Below are records; report the number of lines in them that include the word "drawer", with no other text.

*** Data records Section Begins ***

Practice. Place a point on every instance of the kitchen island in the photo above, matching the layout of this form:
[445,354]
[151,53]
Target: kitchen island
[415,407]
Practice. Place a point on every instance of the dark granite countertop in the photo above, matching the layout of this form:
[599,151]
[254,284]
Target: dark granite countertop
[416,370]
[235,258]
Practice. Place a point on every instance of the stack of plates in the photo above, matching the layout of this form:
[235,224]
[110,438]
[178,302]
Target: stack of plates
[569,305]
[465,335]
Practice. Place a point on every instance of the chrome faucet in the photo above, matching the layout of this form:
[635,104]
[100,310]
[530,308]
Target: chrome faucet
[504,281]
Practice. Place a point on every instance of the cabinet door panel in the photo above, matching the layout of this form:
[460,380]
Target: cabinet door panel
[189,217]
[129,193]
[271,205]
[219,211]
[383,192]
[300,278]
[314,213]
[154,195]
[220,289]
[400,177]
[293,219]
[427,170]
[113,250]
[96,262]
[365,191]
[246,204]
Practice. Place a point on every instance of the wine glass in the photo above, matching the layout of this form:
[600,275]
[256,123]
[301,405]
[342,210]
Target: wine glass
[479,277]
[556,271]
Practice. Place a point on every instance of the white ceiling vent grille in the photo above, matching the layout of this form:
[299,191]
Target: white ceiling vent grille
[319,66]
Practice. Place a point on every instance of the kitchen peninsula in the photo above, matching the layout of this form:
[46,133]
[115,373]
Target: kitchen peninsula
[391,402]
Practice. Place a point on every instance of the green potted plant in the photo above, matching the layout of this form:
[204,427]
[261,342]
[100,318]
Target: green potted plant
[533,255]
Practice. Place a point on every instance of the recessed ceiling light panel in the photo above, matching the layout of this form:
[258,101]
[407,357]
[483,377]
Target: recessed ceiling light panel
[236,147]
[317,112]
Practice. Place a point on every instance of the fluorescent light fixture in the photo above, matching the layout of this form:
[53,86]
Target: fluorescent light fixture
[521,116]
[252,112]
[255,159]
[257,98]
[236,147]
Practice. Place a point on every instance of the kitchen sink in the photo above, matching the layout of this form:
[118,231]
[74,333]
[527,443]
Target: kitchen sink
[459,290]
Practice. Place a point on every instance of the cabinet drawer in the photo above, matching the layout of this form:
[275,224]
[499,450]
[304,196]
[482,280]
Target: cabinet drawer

*** Data records Section Ends ***

• [Output below]
2